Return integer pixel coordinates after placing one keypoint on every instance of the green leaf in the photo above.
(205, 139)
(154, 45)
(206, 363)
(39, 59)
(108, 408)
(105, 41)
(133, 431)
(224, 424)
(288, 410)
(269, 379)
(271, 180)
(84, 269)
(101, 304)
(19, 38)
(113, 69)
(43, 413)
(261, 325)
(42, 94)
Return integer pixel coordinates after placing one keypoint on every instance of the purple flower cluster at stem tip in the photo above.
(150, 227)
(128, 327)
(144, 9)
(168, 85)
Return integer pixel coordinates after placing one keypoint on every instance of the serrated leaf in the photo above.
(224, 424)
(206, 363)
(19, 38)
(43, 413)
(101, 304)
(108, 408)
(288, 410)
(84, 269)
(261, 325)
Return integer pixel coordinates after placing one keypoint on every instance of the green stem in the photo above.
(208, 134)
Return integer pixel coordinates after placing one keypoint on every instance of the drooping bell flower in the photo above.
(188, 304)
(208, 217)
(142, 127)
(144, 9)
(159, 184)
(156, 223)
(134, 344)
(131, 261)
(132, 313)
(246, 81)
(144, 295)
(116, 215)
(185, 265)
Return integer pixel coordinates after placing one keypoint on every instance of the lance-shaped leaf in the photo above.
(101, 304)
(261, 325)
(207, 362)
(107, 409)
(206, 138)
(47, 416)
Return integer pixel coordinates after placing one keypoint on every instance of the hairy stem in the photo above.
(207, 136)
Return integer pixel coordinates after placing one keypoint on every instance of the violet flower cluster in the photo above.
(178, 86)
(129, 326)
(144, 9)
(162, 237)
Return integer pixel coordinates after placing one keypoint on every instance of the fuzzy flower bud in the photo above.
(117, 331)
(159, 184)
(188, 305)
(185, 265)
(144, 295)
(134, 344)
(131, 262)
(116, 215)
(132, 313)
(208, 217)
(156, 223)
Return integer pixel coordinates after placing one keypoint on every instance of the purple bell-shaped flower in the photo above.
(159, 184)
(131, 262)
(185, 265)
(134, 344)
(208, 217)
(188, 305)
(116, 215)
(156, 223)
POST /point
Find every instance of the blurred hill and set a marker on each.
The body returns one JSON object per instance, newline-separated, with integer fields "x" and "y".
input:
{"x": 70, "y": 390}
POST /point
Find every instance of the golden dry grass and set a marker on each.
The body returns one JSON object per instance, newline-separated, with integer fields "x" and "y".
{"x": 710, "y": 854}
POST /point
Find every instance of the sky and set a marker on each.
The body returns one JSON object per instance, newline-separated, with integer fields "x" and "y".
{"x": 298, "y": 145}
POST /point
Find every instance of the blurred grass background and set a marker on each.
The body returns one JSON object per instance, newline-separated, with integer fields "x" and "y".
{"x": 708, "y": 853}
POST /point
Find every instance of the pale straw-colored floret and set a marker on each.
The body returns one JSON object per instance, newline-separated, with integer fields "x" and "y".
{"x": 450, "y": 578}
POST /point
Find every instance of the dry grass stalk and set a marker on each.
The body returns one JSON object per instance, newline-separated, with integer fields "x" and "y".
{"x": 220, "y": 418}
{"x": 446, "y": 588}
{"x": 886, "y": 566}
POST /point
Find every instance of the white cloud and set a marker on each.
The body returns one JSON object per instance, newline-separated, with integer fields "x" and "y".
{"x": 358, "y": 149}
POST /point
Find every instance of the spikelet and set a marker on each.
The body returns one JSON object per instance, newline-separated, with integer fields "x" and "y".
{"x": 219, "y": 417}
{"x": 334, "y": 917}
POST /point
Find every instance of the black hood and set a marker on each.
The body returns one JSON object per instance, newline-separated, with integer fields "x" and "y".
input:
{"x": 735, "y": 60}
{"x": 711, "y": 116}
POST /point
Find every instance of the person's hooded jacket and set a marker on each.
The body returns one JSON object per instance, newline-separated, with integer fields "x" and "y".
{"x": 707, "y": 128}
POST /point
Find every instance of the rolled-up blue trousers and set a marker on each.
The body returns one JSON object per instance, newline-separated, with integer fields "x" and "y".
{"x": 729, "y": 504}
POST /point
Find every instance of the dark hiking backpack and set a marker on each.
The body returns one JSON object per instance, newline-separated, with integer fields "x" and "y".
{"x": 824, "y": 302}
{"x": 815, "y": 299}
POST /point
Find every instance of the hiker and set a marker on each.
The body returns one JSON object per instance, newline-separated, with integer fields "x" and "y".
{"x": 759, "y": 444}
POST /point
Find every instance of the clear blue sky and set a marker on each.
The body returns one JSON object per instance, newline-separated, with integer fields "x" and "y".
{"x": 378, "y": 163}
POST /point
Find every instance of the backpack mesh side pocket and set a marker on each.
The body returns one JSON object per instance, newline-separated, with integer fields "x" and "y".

***

| Exercise details |
This exercise requires all the entries to be written out again exactly.

| Solution to this task |
Return integer pixel coordinates after placing one keypoint on every instance of the green leaf in the photo above.
(205, 139)
(154, 45)
(206, 363)
(39, 59)
(108, 408)
(105, 41)
(133, 431)
(224, 424)
(288, 410)
(269, 379)
(271, 180)
(84, 269)
(101, 304)
(19, 38)
(113, 69)
(43, 413)
(261, 325)
(42, 94)
Return integer pixel coordinates after placing one keypoint on every instance of the purple flower cluster at stem tip in the photo above.
(150, 227)
(128, 327)
(144, 9)
(168, 85)
Return integer pixel coordinates after placing one keypoint on every instance of the serrated leaf in the photo above.
(224, 424)
(206, 363)
(19, 38)
(43, 413)
(101, 304)
(108, 408)
(288, 410)
(84, 269)
(261, 325)
Return integer pixel coordinates after placing one keypoint on every instance of the green stem in the photo above.
(208, 134)
Return integer pixel coordinates after placing one keypoint on every instance of the drooping bell flower in the photo above.
(188, 304)
(208, 217)
(142, 127)
(144, 9)
(159, 184)
(156, 223)
(134, 344)
(131, 261)
(132, 313)
(246, 81)
(144, 295)
(116, 215)
(185, 265)
Return integer pixel coordinates after placing one keypoint on every instance of the lance-shaped leaf in the photo above.
(101, 304)
(261, 325)
(207, 362)
(107, 409)
(206, 138)
(47, 416)
Return integer pixel coordinates after placing one keypoint on every instance of the hairy stem in the photo above.
(207, 136)
Return integer pixel coordinates after placing one keypoint on every instance of the violet flower cluster in the photo above.
(178, 86)
(129, 326)
(144, 9)
(162, 237)
Return integer pixel coordinates after placing one keypoint on every instance of the fuzzy flower bud in the photo above.
(117, 331)
(159, 184)
(188, 305)
(185, 265)
(144, 295)
(134, 344)
(131, 262)
(116, 215)
(132, 313)
(208, 217)
(156, 223)
Return integer pixel coordinates after placing one keypoint on every instance of the purple bell-shaped flower in the photo above.
(159, 184)
(131, 262)
(185, 265)
(134, 344)
(208, 217)
(188, 305)
(116, 215)
(156, 223)
POST /point
Find every instance of the blurred hill and set a marker on each.
The body returns one JSON object per instance, newline-separated, with integer fields "x" and "y".
input:
{"x": 70, "y": 390}
POST /point
Find every instance of the golden dry grass and set a marker on each.
The body returns one JSON object per instance, newline-separated, with integer fields "x" and "y".
{"x": 710, "y": 854}
POST /point
Find every instance of the sky and set a marker on each.
The body returns one JSON object per instance, newline-separated, with integer fields "x" and "y".
{"x": 298, "y": 145}
POST /point
Find every instance of the blurred grass background and set a marker on each.
The body returns one JSON object per instance, newline-separated, with integer fields "x" and "y".
{"x": 708, "y": 853}
POST /point
Find every instance of the pale straw-colored floret and set a marker on each.
The body returns one JSON object per instance, newline-separated, with integer fields "x" and "y".
{"x": 450, "y": 578}
POST /point
Find every instance of the dry grass stalk and set a marker on each.
The body returns one JSON object per instance, newline-separated, with integer fields "x" and "y".
{"x": 220, "y": 418}
{"x": 446, "y": 588}
{"x": 886, "y": 566}
POST /point
Find every instance of the white cloud and set a marker on each.
The body returns one JSON object per instance, newline-separated, with integer fields "x" and "y".
{"x": 358, "y": 149}
POST /point
Find every instance of the spikelet and set a marker on each.
The body returns one JSON object per instance, newline-separated, with integer fields "x" and "y".
{"x": 219, "y": 417}
{"x": 334, "y": 917}
POST /point
Find every instance of the black hood and set a marker on each.
The body returns one JSON object per instance, newline-separated, with integer fields "x" and "y".
input:
{"x": 735, "y": 60}
{"x": 711, "y": 116}
POST /point
Find every instance of the person's hooded jacket and set a marker on each.
The body returns one JSON object per instance, newline-separated, with integer fields "x" and "y".
{"x": 707, "y": 128}
POST /point
Find every instance of the rolled-up blue trousers and set a marker on each.
The body returns one JSON object per instance, newline-separated, with integer fields "x" and "y".
{"x": 729, "y": 504}
POST /point
Find every instance of the dark hiking backpack and set a marker on each.
The body returns one JSON object per instance, newline-separated, with integer fields "x" and "y".
{"x": 824, "y": 302}
{"x": 815, "y": 299}
POST /point
Find every instance of the hiker and set a marker on each.
The body returns one JSON object per instance, newline-separated, with integer fields "x" and "y".
{"x": 759, "y": 444}
POST /point
Find every instance of the clear blue sky and set a marker on each.
The body returns one JSON object per instance, newline-separated, with integer fields "x" and "y".
{"x": 378, "y": 163}
POST /point
Find every instance of the backpack mesh side pocket and set a marker on each.
The body returns one JSON object per instance, newline-separated, with integer fields "x" and "y".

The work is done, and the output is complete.